■ To do:
1. In the passage on predicting tree diameter distributions with lidar, why is the finite mixture model approach of Thomas et al. of limited use for lidar inventory? Answer in one to three sentences.
2. From the passage on predicting tree diameter distributions with lidar, copy everything from "Non-parametric strategies attempt" down to "of constraints [19].".

====== Document segment

Non-parametric strategies attempt to predict percentiles of empirical distributions [16,17] or directly predict dbh bins or classes. While parametric strategies are advantageous in being able to represent a complete distribution with a few parameters when the empirical distribution is unimodal, they may have limited ability to represent complex and mixed species stands that may not have unimodal densities [18]. Empirical strategies which retain the original data or relative densities by dbh bins provide more flexibility to accommodate many types of stand tables [17], however, some prediction strategies for multiple dbh percentiles can result in illogical behavior, benefitting from the introduction of constraints [19].
Various strategies for predicting dbh distributions with lidar have been evaluated. Gobakken and Næsset [20] compared parameter prediction and parameter recovery methods in the prediction of stem number and basal area distributions. The underlying probability theoretical distribution was a two-parameter Weibull distribution. The precision was slightly better for the parameter recovery method than for the parameter prediction method. Mehtatalo et al. [21] also used the parameter recovery approach, however, they proposed a method where the parameters of the assumed dbh distribution and height-dbh curve are determined in such a manner that they are compatible with the predictions of stand attributes. Maltamo et al. [22] proposed another approach to obtain a compatible stand description. First the parameters of a Weibull distribution and stand volume are predicted with lidar. Then, the estimated stem number distribution is modified to correspond to the volume obtained in the previous step by using the calibration estimation approach proposed by Deville and Sarndal [23].
Percentiles of dbh distributions have also been predicted with lidar. Maltamo et al. [24] predicted 12 percentile points in semi-natural forests in Finland. Bollandsås and Naesset [25] predicted 10 percentiles in uneven-sized Norway spruce stands. Breidenbach et al. [26] used a generalized linear model (GLM) to estimate parameters of theoretical distributions with lidar. A benefit of GLM is that they can be a one-step procedure, without the need to first fit a distribution and then predict its parameters. Thomas et al. [27] studied the prediction of both unimodal and bimodal dbh distributions using a finite mixture model approach. They successfully predicted the parameters of separate Weibull functions, but because there was no lidar-based method for separation of distribution type (unimodal or bimodal), the applicability of the method is somewhat limited for lidar inventory.
An alternative strategy to predict dbh distribution with lidar is using k-nearest-neighbor (k-NN) imputation. An advantage of k-NN is that the k-NN model can be used to simultaneously predict a suite of response variables, including a list of individual trees records (tree-list). k-NN also provides compatible stand if stand attributes are predicted simultaneously with tree-lists. This was the motivation for the work by Packalén and Maltamo [28]. They predicted stand attributes and tree-lists simultaneously for Scots pine, Norway spruce, and deciduous trees and compared the performance of a tree-list approach to the use of a Weibull distribution approach. The k-NN tree-list strategy was able to mimic bimodal dbh distributions of Norway Spruce (the only shade tolerant tree species in the study area) and in general provided clearly lower error index values. Maltamo et al. [29] examined the performance of a k-NN tree-list approach without considering tree species. Their objectives were to investigate the effect of different predictor and response variables and to examine the influence of reduced numbers of training plots. The results indicated that response variables must be selected very carefully in order to obtain accurate predictions of dbh distributions and stand attributes. They also reported that with a low number of training plots (approx. 100) precise predictions of dbh distributions could be produced in their study area.

============
====== Given data

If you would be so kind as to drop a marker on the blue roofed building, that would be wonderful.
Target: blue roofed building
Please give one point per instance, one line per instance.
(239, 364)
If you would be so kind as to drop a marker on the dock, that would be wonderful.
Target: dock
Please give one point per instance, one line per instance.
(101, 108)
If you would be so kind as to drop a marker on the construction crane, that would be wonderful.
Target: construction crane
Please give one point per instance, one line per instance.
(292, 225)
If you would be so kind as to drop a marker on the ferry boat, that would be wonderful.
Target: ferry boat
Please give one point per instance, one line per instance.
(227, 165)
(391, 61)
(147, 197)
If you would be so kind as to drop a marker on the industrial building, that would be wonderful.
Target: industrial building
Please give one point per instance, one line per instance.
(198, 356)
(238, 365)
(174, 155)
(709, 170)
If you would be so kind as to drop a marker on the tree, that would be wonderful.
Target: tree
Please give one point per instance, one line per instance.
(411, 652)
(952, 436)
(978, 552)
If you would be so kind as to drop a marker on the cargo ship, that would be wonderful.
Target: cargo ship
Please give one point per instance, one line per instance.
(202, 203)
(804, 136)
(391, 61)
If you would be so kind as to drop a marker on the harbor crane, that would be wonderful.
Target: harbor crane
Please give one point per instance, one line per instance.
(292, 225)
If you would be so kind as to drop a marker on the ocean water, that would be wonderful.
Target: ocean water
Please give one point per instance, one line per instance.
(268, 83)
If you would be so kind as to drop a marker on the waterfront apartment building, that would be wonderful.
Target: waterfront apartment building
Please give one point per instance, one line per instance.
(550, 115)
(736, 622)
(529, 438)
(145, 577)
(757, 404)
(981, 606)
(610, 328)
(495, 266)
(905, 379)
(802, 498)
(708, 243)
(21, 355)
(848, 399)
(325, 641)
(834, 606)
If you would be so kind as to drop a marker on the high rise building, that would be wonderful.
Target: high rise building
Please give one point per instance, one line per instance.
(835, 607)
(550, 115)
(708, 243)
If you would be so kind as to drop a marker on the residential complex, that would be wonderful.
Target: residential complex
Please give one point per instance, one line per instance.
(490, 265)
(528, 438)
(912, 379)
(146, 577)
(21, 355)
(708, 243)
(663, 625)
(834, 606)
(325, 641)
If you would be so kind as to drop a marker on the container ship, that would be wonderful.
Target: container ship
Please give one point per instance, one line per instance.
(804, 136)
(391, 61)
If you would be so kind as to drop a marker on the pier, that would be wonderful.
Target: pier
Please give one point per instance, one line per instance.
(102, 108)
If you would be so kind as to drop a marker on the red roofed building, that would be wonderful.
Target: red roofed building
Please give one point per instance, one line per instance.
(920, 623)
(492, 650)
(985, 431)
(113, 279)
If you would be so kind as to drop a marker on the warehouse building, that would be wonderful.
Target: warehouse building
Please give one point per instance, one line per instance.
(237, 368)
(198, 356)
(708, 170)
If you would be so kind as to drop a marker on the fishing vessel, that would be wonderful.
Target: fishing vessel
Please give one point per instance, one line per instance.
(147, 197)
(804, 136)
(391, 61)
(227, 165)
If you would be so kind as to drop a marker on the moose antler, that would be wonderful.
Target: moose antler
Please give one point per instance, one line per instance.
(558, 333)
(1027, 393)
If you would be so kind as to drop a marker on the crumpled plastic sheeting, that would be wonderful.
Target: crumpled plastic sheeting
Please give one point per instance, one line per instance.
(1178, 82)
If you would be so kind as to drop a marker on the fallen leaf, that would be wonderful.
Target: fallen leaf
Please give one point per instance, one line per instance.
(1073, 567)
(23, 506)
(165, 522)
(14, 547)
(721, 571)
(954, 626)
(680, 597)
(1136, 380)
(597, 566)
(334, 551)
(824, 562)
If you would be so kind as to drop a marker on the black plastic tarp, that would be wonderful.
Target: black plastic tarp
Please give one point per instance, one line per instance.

============

■ Solutions to the tasks:
1. Its applicability for lidar inventory is somewhat limited because there was no lidar-based method for separating the distribution type, unimodal or bimodal. The parameters of the separate Weibull functions were still predicted successfully.

2.
Non-parametric strategies attempt to predict percentiles of empirical distributions [16,17] or directly predict dbh bins or classes. While parametric strategies are advantageous in being able to represent a complete distribution with a few parameters when the empirical distribution is unimodal, they may have limited ability to represent complex and mixed species stands that may not have unimodal densities [18]. Empirical strategies which retain the original data or relative densities by dbh bins provide more flexibility to accommodate many types of stand tables [17], however, some prediction strategies for multiple dbh percentiles can result in illogical behavior, benefitting from the introduction of constraints [19].